STATED EXERCISE
Copy the records from the line containing "point: red suv" through the line containing "column 139, row 80", changing "red suv" to "damaged suv" and leaving everything else as it is.

MATERIAL FOR THIS EXERCISE
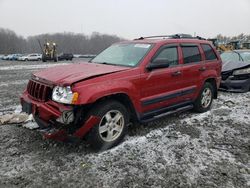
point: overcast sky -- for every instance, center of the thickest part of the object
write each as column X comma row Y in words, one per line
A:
column 127, row 18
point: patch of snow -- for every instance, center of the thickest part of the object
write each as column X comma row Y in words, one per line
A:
column 22, row 67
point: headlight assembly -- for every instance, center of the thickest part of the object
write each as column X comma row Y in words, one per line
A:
column 242, row 71
column 64, row 95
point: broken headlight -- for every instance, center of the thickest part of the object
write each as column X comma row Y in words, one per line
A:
column 64, row 95
column 242, row 71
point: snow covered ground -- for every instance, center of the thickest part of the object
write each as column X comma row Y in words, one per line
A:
column 183, row 150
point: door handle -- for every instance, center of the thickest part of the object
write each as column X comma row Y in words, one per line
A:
column 176, row 73
column 202, row 69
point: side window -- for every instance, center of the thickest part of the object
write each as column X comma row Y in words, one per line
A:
column 191, row 54
column 209, row 53
column 169, row 54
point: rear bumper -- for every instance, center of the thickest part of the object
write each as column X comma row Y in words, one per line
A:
column 233, row 85
column 46, row 115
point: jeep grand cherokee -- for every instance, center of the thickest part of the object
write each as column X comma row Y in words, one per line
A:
column 131, row 81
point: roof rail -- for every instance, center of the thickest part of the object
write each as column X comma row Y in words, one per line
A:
column 175, row 36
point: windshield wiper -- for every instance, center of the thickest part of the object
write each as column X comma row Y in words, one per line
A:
column 239, row 55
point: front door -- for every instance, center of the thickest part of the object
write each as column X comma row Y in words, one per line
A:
column 161, row 86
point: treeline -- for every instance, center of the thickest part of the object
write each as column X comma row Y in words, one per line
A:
column 67, row 42
column 226, row 39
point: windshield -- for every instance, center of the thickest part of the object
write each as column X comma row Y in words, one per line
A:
column 235, row 56
column 245, row 56
column 126, row 54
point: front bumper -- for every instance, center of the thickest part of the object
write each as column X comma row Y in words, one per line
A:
column 47, row 114
column 233, row 84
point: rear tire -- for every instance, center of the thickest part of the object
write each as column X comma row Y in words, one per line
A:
column 204, row 101
column 112, row 127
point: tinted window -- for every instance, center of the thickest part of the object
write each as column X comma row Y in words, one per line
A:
column 230, row 56
column 169, row 54
column 209, row 53
column 191, row 54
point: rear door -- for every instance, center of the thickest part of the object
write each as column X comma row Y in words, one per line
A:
column 162, row 86
column 192, row 68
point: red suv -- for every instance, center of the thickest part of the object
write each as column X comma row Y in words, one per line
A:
column 139, row 80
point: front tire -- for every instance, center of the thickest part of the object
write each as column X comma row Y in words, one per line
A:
column 204, row 101
column 112, row 127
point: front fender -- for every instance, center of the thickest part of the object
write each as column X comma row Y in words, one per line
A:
column 90, row 93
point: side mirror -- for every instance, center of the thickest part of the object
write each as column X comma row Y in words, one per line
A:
column 157, row 64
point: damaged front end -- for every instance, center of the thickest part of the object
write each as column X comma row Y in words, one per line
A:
column 55, row 120
column 235, row 77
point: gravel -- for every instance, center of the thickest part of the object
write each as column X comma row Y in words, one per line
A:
column 183, row 150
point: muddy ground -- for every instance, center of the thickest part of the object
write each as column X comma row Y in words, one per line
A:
column 184, row 150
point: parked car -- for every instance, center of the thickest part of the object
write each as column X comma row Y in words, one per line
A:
column 235, row 71
column 133, row 81
column 9, row 57
column 31, row 57
column 65, row 56
column 14, row 57
column 5, row 57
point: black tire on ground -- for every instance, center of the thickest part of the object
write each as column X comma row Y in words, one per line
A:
column 204, row 101
column 98, row 137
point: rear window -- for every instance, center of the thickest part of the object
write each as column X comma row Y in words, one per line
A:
column 209, row 53
column 169, row 54
column 191, row 54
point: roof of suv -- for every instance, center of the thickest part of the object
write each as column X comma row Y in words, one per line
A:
column 171, row 39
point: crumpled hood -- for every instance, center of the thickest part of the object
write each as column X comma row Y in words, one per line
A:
column 69, row 74
column 232, row 65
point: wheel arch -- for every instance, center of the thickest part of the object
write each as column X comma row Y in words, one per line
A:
column 212, row 81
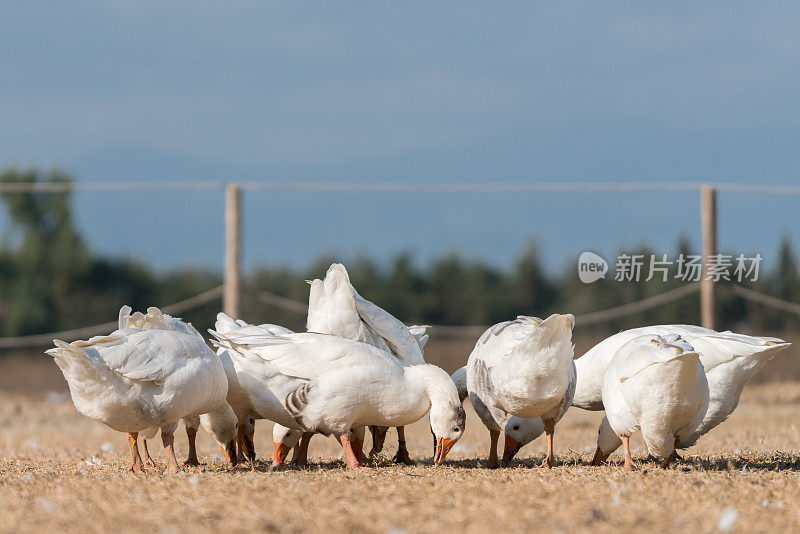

OUTPUT FOR THIS TASK
point: damaged suv -- for every instance, center of the thickest part of the object
write each as column X comma row Y in words, one per line
A:
column 139, row 80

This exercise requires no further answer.